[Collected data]
-- START --
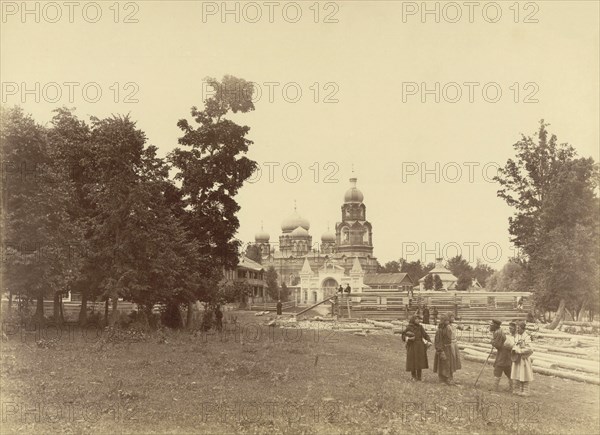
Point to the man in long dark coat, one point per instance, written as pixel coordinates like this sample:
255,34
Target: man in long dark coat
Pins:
416,350
426,315
503,362
442,363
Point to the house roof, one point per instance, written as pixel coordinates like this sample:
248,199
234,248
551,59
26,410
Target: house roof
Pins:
390,279
247,263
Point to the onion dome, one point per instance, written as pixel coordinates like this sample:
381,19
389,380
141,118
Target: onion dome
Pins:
294,221
328,237
299,232
262,237
353,195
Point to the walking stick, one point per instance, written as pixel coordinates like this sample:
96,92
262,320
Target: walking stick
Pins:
484,364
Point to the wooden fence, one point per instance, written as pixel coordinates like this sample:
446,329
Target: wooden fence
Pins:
387,305
270,306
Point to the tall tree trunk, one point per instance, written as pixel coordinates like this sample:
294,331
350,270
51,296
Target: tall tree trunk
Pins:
190,313
56,307
559,315
115,313
568,315
582,309
83,309
39,310
61,314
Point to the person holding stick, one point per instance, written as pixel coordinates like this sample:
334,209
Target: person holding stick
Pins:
417,342
455,352
443,354
503,362
521,370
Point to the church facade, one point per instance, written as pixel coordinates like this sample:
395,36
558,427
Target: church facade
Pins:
314,271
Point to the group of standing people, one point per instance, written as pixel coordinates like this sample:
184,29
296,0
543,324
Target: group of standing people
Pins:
513,352
447,355
425,318
512,357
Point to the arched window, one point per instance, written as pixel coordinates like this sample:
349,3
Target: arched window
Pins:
345,235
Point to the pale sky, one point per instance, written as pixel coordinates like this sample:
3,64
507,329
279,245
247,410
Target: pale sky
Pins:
364,61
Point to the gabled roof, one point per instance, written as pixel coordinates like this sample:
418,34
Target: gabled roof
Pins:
247,263
390,279
306,267
356,267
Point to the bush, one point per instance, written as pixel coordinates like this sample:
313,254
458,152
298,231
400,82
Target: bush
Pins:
207,320
124,320
171,317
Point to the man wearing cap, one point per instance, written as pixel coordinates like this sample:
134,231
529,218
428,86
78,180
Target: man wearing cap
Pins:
521,371
503,362
417,341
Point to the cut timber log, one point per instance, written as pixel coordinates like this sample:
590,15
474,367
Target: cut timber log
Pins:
545,371
571,323
567,375
386,325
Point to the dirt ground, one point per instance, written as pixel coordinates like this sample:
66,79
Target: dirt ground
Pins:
261,379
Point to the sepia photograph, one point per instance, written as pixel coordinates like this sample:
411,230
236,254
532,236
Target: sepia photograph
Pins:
300,217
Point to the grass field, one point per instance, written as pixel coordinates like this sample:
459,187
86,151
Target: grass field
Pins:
263,381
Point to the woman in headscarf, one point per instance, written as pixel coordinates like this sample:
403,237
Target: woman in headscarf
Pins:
455,360
443,355
416,338
521,370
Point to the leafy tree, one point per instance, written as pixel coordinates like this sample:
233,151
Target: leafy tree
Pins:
38,234
415,269
510,278
428,282
236,291
461,268
211,171
272,286
482,272
464,281
556,221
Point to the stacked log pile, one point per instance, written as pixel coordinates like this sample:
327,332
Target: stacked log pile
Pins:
561,354
556,353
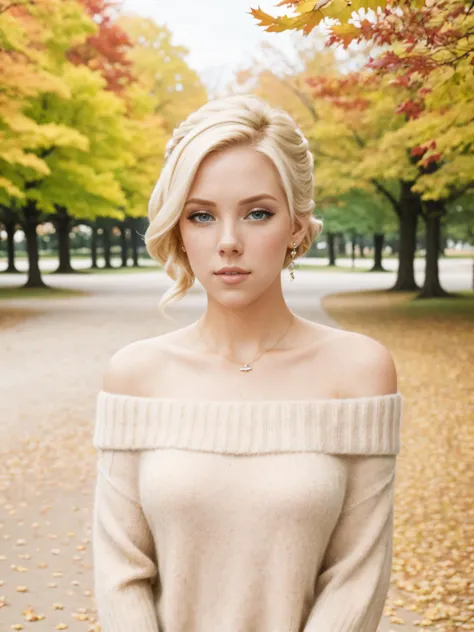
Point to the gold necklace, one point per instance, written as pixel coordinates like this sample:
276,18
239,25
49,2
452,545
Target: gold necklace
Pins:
246,366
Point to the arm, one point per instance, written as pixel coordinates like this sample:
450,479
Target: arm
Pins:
354,578
123,548
355,575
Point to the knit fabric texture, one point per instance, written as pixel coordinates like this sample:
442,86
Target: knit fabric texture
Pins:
244,516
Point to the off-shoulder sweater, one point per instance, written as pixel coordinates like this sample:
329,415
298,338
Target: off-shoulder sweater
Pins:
255,516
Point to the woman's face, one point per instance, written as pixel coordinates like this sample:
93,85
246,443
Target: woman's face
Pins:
220,226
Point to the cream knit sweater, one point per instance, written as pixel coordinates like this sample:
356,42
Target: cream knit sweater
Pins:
221,516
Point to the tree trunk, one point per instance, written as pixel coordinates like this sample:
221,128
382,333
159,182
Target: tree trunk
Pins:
123,245
410,208
10,228
106,246
30,222
62,223
341,244
331,249
378,250
94,246
432,287
353,245
134,243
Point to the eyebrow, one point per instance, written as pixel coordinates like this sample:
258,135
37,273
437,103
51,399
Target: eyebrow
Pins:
254,198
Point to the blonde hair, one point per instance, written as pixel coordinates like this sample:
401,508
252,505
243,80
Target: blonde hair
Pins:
219,124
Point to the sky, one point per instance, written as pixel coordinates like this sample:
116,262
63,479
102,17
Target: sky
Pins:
221,35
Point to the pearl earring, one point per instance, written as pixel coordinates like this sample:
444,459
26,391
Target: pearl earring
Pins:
292,263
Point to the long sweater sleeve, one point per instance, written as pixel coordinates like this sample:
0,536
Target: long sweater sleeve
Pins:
123,548
354,579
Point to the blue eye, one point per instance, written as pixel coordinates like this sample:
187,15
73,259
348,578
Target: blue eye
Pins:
261,210
267,215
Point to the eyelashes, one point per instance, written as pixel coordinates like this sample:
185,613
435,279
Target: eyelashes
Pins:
268,215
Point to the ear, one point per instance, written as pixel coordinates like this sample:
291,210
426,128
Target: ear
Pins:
299,229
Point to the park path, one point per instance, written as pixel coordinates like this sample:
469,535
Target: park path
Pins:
51,364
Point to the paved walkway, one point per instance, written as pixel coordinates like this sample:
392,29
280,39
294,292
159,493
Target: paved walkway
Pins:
51,366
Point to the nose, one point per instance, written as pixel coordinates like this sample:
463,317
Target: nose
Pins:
229,241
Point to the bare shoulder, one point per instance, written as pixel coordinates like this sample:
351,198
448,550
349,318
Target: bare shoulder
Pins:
131,368
368,368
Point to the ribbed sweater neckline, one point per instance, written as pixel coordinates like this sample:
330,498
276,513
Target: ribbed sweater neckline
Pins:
362,425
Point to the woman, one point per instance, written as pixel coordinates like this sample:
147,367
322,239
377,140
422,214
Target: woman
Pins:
247,461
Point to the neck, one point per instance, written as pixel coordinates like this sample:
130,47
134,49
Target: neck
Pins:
241,335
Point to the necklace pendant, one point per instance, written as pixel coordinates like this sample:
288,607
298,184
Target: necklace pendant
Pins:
246,367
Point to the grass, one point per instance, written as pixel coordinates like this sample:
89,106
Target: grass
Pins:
336,268
431,342
33,292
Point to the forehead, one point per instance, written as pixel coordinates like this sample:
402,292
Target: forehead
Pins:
242,170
-- END --
TASK TO CARRY OUT.
Leave the pictures out and reproduce all of the records exactly.

ANSWER FOR THE TASK.
Point to the man in long dark coat, one point per instance, written as pixel coordinates like this sample:
255,34
Target: man in long dark coat
Pins:
416,350
426,315
503,362
442,363
Point to the house roof, one point per instance, written as pixel coordinates like this sample:
248,199
234,248
551,59
26,410
Target: house roof
Pins:
390,279
247,263
Point to the onion dome, one point per instance, written as pixel coordinates like this sample:
381,19
389,380
141,118
Target: onion dome
Pins:
294,221
328,237
299,232
262,237
353,195
Point to the walking stick, one point per instance, written as pixel coordinates like this sample:
96,92
262,320
Target: walking stick
Pins:
484,364
Point to the wooden fence, one point per instance, written as pixel coordinates like this sample:
446,329
Target: wooden fence
Pins:
387,305
270,306
Point to the tall tree trunk, one point per instance, written as pixel coordinates like this sample:
294,331
350,270
51,296
Target: tall tree trunk
Pins:
190,313
56,307
559,315
115,313
568,315
582,309
83,309
39,310
61,314
Point to the person holding stick, one point per instance, written as pixel coordinates like this sample:
334,209
Target: person holding stick
Pins:
417,342
455,352
443,354
503,362
521,370
Point to the church facade, one point per instance, written as pixel coordinates like this sample:
395,36
558,427
Target: church facade
Pins:
314,271
Point to the group of standing people, one point per instance, written as pixel coordinates like this sample:
184,29
296,0
543,324
Target: group of standing people
Pins:
513,352
447,355
425,318
512,357
Point to the arched window, one point per instance, written as pixel coordinates like this sample:
349,3
Target: arched window
Pins:
345,235
Point to the pale sky, one point per instance, written as pixel coordinates like this sample:
3,64
507,329
279,245
247,410
Target: pale sky
Pins:
364,61
Point to the gabled roof, one point per instance, written as pixel coordinates like this sample:
418,34
Target: gabled roof
Pins:
247,263
390,279
306,267
356,267
Point to the bush, one point per instance, written as pixel coordinates like this sample:
313,254
458,152
298,231
400,82
Target: bush
Pins:
207,320
124,320
171,317
Point to the man wearing cap, one point per instance, written as pixel coordinates like this sample:
134,231
529,218
428,86
78,180
Target: man wearing cap
Pins:
521,371
503,362
417,341
Point to the cut timber log, one point per instance, written as pixel coordinates like this sample:
590,15
474,367
Target: cut timber log
Pins:
545,371
571,323
567,375
386,325
Point to the dirt ground, one point per instance, written as pixel coordinates like this sample:
66,79
Target: dirt ground
Pins:
261,379
Point to the sepia photograph, one point per instance, written as pixel coordinates like this sample:
411,230
236,254
532,236
Target: sepia photograph
Pins:
300,217
Point to the grass field, one point per instance, written as pixel coordinates like this sample:
459,187
86,151
Target: grass field
Pins:
263,381
Point to the woman in headscarf, one point per instance, written as pixel coordinates like this sample:
403,237
Target: woman in headscarf
Pins:
455,360
443,355
416,338
521,370
Point to the leafy tree, one point per instance, written as pixel coordinates like this sample:
233,151
Target: leafy tree
Pins:
38,234
415,269
510,278
428,282
236,291
461,268
211,171
272,286
482,272
464,281
556,221
Point to the stacked log pile, one point per instance, written as pixel coordinates like this sample:
327,332
Target: stacked log pile
Pins:
561,354
556,353
Point to the gold necklace, one point per instance, written as pixel coordinates like this sample:
276,18
239,25
49,2
452,545
Target: gold necklace
Pins:
246,366
Point to the arm, one point per instance, written as pixel coordinates like this sample:
450,479
Target: arm
Pins:
354,578
123,548
355,575
Point to the knit fabric texture, one point per instance, written as pixel coordinates like this sample:
442,86
Target: knit fabric texture
Pins:
244,516
Point to the off-shoulder sweater, one point per instance, written as pixel coordinates like this sample:
329,415
298,338
Target: off-shoulder sweater
Pins:
255,516
Point to the woman's face, one point per instance, written as pixel coordinates like this sample:
93,85
246,443
Target: woman's face
Pins:
220,226
Point to the cream knit sweater, one point per instance, written as pixel coordinates like this sample:
356,42
Target: cream knit sweater
Pins:
221,516
Point to the tree trunk, one point per instance, written as pixel coordinates like this sample:
221,128
382,333
159,182
Target: tree trunk
Pins:
123,245
410,208
10,228
106,246
30,222
62,223
341,244
331,249
378,250
94,246
432,287
353,245
134,243
Point to the eyebrow, one point per instance, written as pixel coordinates like this sample:
258,135
37,273
437,103
51,399
Target: eyebrow
Pins:
254,198
Point to the blonde hair, one point per instance, written as pixel coordinates like this sample:
401,508
252,505
243,80
Target: blonde hair
Pins:
219,124
Point to the sky, one point per instance, written as pixel coordinates like this sample:
116,262
63,479
102,17
Target: sky
Pins:
221,35
Point to the pearl earring, one point per instance, written as pixel coordinates like this sample:
444,459
26,391
Target: pearl earring
Pins:
292,263
Point to the long sweater sleeve, one point per instance, written as pixel coordinates like this sample:
0,536
Target: long sweater sleeve
Pins:
123,548
354,579
Point to the blue eye, one point per instance, written as pixel coordinates like this sample:
187,15
73,259
348,578
Target: blue eye
Pins:
261,210
267,215
Point to the eyelashes, one point per instance, written as pixel coordinates like this sample:
185,613
435,279
Target: eyelashes
Pins:
268,215
Point to the ear, one point per instance, written as pixel coordinates like this sample:
291,210
426,128
Target: ear
Pins:
299,229
Point to the park path, one point per instance, written as pixel coordinates like this sample:
469,535
Target: park path
Pins:
51,364
Point to the paved walkway, one point per instance, written as pixel coordinates like this sample:
392,29
280,39
294,292
159,493
Target: paved walkway
Pins:
51,366
Point to the nose, one point per instance, written as pixel coordinates like this sample:
463,317
Target: nose
Pins:
229,241
Point to the bare shoulder, one point per instance, written as pixel coordinates like this sample:
351,198
448,550
349,318
Target: bare shoulder
Pins:
131,368
368,368
Point to the ribbed sweater neckline, one point per instance, written as pixel coordinates like this sample:
330,498
276,513
Target: ribbed sweater neckline
Pins:
362,425
Point to the woman, one point per instance, written as pixel coordinates like this sample:
147,367
322,239
377,140
422,214
Target: woman
Pins:
247,461
Point to the neck, one point per instance, written as pixel coordinates like this sample:
130,47
134,49
Target: neck
Pins:
241,335
Point to the necklace pendant, one point per instance, written as pixel coordinates like this sample:
288,607
298,184
Target: necklace pendant
Pins:
246,367
Point to the grass, one point per instance, written as pixel coordinates like this sample:
89,106
Target: grass
Pins:
336,268
431,342
33,292
Point to the forehead, one point per instance, written as pixel coordinates like this sample:
402,292
Target: forehead
Pins:
242,170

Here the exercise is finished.